> Consigne: Traduisez en anglais cette phrase du texte cité : « Miraculeux que l’Opéra de Paris, après avoir testé d’autres versions, fasse entrer ladite version à son répertoire en 2007. »

> Texte cité:
---+---

Miraculeux ! Miraculeux que des rôles mettent autant en valeur des danseurs dont on n’avait pas toujours perçu le caractère exceptionnel, car ici ils sont bien distribués, à savoir Léonore Baulac et Guillaume Diop. Miraculeux que ce titre un peu désuet, cette presque comédie-ballet d’un autre temps, si éloigné du nôtre par la recherche de finesse et de bonnes manières, puisse mettre en joie à la fois le public et aussi une troupe dont on a parfois l’impression qu’elle s’ennuie dans le répertoire classique traditionnel.
 

Ferdinant Hérold (1791-1833) © PBZ Gallica

 
Miraculeux que cette pantomime poussée à l’extrême, mais de façon tellement loufoque qu’elle n’a plus rien à voir avec le côté convenu du genre, que cette gestique ô combien classique mais déployée avec une perfection et une inventivité qui la font paraître neuve, puissent toucher aussi fort. Miraculeux que cette partition de bouts de ficelle – car Herold la bricola abondamment – si bien qu’on a l’impression d’entendre du Rossini, en moins nerveux, charme autant et que l’orchestre de l’Opéra, dirigé vigoureusement par Philip Ellis, y mette autant de bon vouloir. Miraculeux que ces rubans, cette sorte de mât de cocagne, cette évocation d’un Eden villageois et d’un poulailler en folie ne paraissent pas sortis d’une fête enfantine. Miraculeux surtout que l’on puisse ainsi retrouver le génie créateur du chorégraphe anglais Frédéric Ashton, lequel produisit en 1960, pour le Royal Opera House, cette version d’un ballet déjà fort ancien, avec l’aide d’une certaine Tamara Karsavina, et sur l’arrangement musical de John Lanchbery à partir de Herold. Miraculeux que l’Opéra de Paris, après avoir testé d’autres versions, fasse entrer ladite version à son répertoire en 2007.

---+---

> Données fournies:
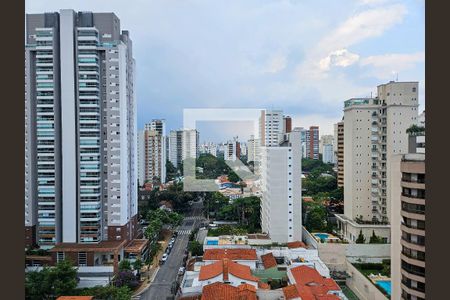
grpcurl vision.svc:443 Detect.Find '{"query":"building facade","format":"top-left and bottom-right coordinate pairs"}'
top-left (25, 10), bottom-right (137, 248)
top-left (333, 121), bottom-right (344, 187)
top-left (259, 109), bottom-right (284, 147)
top-left (391, 132), bottom-right (426, 300)
top-left (337, 82), bottom-right (418, 241)
top-left (322, 144), bottom-right (334, 164)
top-left (224, 137), bottom-right (241, 161)
top-left (261, 129), bottom-right (302, 243)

---+---

> Réponse: Miraculous that the Paris Opera, after trying out other versions, should bring that very version into its repertoire in 2007.